Entries on locating named things

————————

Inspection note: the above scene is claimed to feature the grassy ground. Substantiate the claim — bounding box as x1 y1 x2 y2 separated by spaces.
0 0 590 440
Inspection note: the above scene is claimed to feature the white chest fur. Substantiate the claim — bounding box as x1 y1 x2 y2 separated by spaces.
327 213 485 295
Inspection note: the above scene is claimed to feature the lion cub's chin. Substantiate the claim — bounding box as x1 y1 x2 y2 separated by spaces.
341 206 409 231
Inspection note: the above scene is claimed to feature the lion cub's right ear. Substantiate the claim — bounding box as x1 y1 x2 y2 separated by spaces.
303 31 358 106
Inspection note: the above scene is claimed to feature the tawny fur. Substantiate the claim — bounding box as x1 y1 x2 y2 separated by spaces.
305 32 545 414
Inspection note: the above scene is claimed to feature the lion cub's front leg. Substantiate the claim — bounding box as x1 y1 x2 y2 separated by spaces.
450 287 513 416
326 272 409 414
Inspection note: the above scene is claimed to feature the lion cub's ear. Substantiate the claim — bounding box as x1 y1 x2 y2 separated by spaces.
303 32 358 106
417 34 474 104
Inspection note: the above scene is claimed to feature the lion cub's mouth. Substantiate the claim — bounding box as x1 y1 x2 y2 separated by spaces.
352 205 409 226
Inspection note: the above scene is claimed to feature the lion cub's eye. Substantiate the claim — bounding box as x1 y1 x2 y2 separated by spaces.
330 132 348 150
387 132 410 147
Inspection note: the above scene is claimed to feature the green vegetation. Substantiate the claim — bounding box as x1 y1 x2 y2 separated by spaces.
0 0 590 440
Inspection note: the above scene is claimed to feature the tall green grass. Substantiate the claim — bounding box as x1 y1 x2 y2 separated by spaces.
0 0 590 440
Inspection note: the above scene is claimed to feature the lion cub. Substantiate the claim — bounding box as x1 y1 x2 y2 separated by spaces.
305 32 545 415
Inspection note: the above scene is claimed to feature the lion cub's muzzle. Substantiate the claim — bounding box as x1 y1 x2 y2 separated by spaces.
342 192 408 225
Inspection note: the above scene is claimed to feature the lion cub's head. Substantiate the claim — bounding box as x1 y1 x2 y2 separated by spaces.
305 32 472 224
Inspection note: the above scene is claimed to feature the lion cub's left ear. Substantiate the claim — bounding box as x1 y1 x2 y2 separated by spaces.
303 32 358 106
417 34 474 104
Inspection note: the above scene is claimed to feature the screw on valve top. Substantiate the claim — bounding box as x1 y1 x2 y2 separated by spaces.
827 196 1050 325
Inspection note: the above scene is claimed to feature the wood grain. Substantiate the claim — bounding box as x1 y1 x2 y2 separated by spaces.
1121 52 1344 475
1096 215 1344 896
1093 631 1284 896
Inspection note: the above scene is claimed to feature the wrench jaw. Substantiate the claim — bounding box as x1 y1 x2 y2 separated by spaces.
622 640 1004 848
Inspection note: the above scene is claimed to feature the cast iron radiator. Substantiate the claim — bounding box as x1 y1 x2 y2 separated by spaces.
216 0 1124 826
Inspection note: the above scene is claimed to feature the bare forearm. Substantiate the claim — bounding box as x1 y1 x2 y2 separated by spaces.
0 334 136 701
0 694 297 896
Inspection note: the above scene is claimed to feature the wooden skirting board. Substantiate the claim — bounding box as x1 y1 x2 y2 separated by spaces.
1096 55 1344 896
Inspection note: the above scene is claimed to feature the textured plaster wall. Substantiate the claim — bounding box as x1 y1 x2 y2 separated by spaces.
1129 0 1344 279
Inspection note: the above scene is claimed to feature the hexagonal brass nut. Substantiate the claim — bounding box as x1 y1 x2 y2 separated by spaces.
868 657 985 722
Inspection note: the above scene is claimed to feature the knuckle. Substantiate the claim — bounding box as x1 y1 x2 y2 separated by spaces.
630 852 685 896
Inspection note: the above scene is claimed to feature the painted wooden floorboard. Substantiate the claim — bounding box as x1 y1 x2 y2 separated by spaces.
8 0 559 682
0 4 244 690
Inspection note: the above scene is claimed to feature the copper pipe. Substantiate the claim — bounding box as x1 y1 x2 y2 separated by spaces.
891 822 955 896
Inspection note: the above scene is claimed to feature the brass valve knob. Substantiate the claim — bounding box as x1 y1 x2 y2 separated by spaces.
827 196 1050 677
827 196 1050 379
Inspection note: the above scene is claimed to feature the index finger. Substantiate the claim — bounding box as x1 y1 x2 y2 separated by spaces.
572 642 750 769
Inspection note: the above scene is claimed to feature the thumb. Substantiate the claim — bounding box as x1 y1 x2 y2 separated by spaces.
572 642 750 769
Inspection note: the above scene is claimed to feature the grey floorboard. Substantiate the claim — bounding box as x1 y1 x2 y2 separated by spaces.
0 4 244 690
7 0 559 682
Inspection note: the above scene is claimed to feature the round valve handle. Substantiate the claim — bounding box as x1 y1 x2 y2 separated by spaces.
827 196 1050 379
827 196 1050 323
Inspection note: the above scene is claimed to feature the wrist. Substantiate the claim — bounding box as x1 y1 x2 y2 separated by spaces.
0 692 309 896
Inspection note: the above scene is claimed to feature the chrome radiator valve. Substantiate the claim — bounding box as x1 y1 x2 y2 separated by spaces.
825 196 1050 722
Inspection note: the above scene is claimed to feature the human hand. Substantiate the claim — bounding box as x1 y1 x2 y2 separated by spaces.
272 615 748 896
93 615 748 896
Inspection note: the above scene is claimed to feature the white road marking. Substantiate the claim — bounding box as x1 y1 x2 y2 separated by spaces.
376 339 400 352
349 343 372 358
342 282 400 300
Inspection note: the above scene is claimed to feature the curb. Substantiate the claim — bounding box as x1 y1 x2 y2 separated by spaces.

————————

Reproduce every one of the records above word for word, without changing a single character.

- TASK ANSWER
Inspection note: the above scene is claimed to feature the grassy ground. Substantiate the claim — bounding box as x1 y1 x2 y2 separated by spaces.
0 0 590 440
Inspection note: the above scene is claimed to feature the white chest fur. Substantiate the claim — bounding box as x1 y1 x2 y2 separated by spaces.
327 213 485 295
Inspection note: the above scene is claimed to feature the lion cub's chin. Substantiate the claim — bounding box as x1 y1 x2 y2 separated by spaces.
341 206 409 231
Inspection note: the above scene is claimed to feature the lion cub's right ear. Substantiate the claim — bounding box as x1 y1 x2 y2 separated by spaces.
303 31 358 106
Inspection note: the above scene is claimed to feature the tawny fur. Substantiate the claim — bounding box as x1 y1 x2 y2 separated by spaces.
305 32 545 414
Inspection note: the above scene is claimed to feature the lion cub's front leg. Substantiate the claim — bounding box as x1 y1 x2 y2 separated by spaces.
450 287 513 416
326 272 409 414
Inspection note: the above scene is claimed to feature the lion cub's ear. Substantiate the claim — bounding box as x1 y1 x2 y2 separated by spaces.
303 32 358 106
417 34 474 104
Inspection note: the above scene is claimed to feature the lion cub's mouth. Substantiate the claim — bounding box as x1 y1 x2 y2 separated by spaces.
352 205 409 226
Inspection note: the above scene is claimed to feature the lion cub's eye. Substantiate the claim — bounding box as x1 y1 x2 y2 separated by spaces.
330 132 348 150
387 132 410 147
Inspection note: the above scene is claimed to feature the green vegetation. Substantiate the claim — bounding box as x1 y1 x2 y2 separated by spaces.
0 0 590 440
Inspection note: the above scene is claimed to feature the tall green grass. Substantiate the claim — bounding box as x1 y1 x2 y2 separated by spaces.
0 0 590 440
Inspection note: the above scene is claimed to feature the lion cub. Substantiate the claim — bounding box as x1 y1 x2 y2 separated by spaces.
305 32 545 415
Inspection note: the above scene is claimed to feature the lion cub's muzzle. Substantiate the claim — bounding box as x1 y1 x2 y2 separated by spaces.
342 192 408 225
Inspection note: the above scene is claimed to feature the lion cub's head. Substantiate the claim — bounding box as x1 y1 x2 y2 separated by spaces.
305 32 472 224
Inspection note: the above scene is claimed to feature the lion cub's left ear. Substantiate the claim — bounding box as x1 y1 x2 y2 separated by spaces.
303 32 358 106
417 34 474 104
Inspection note: the above scene is claimed to feature the screw on valve top. Substantiate the claim — bounding box as x1 y1 x2 y2 separated by spaces.
827 196 1050 325
Inspection note: the above scene is claimed to feature the wood grain. Substantiate the claim — bounding box as x1 y1 x2 y2 separated by spaces.
1121 52 1344 475
1096 215 1344 896
1093 631 1284 896
Inspection note: the above scene is claimed to feature the wrench jaw. Substantiate the claim — bounding box as x1 y1 x2 y2 separated by spaces.
622 640 1004 848
Inspection note: the above scene is claimed to feature the cast iron radiator. Substantiate the claim — bounding box as x1 y1 x2 y2 separated by spaces.
216 0 1124 826
Inspection note: the above scene is claimed to feature the bare forearm. Substantiate the claim — bounding box as x1 y1 x2 y2 separated by spaces.
0 334 136 701
0 694 297 896
Inspection note: the above scene is claimed to feature the wooden skirting board. Substantiate the claim — bounding box as x1 y1 x2 y2 separated by spaces.
1096 55 1344 896
Inspection note: the above scene is claimed to feature the textured plaster wall. Substantiate the claim — bounding box as x1 y1 x2 y2 separated by spaces.
1129 0 1344 279
Inspection note: the above scene is claimed to feature the hexagonal brass nut. Substantiate the claim — bounding box as x1 y1 x2 y2 separated by spaces.
868 657 985 722
Inspection note: the above scene is claimed to feature the knuckle. Substantiate the claim — bounding box as x1 y1 x2 y2 separated by spaces.
630 852 685 896
Inspection note: the above scene is claimed to feature the painted wooden floorboard. Substantiate the claim — bounding box as x1 y1 x2 y2 separated by spaces.
8 0 559 682
0 4 244 690
Inspection note: the above scene is claimed to feature the copper pipe. Substantiate the claim — bounding box as x1 y1 x2 y2 separated by spaces.
891 822 955 896
Inspection note: the above scene is claimed to feature the brass valve knob. Substantiate the claim — bounding box as x1 y1 x2 y2 separated by spaces.
827 196 1050 677
827 196 1050 379
Inspection note: the above scene is claimed to feature the index finger. Substantiate the claim — bounding box as x1 y1 x2 y2 separated by spaces.
572 642 750 769
Inspection note: the above scene is claimed to feature the thumb. Substantiate the claim — bounding box as x1 y1 x2 y2 separated by spaces.
572 642 750 769
Inspection note: the above scene is claimed to feature the grey floorboard. Substantiate the claim — bounding box as x1 y1 x2 y2 separated by spaces.
0 4 244 690
7 0 559 682
Inspection note: the above scene is claimed to feature the round valve handle. Substantiate the claim — bounding box as x1 y1 x2 y2 separated by spaces.
827 196 1050 379
827 196 1050 323
Inspection note: the above scene is claimed to feature the wrist. Substantiate the claim — bounding box as x1 y1 x2 y2 separated by spaces.
0 692 309 896
Inspection note: the above scene is claimed to feature the chrome radiator valve. Substantiate the claim — bounding box as x1 y1 x2 y2 separated by spaces.
825 196 1050 722
Inspection note: the above scene is claimed to feature the human hand. Substantiate the claim — bounding box as x1 y1 x2 y2 separated by spaces.
272 615 748 896
93 615 748 896
Inspection note: the above scene is claimed to feature the white road marking. Substantiate the claim — bounding box as x1 y1 x2 y2 separated by spaces.
376 339 400 352
349 343 372 358
342 282 400 300
Inspection note: the above scene is claimed to feature the curb. Substantiate the claim — bounding box as x1 y1 x2 y2 separated by spaces.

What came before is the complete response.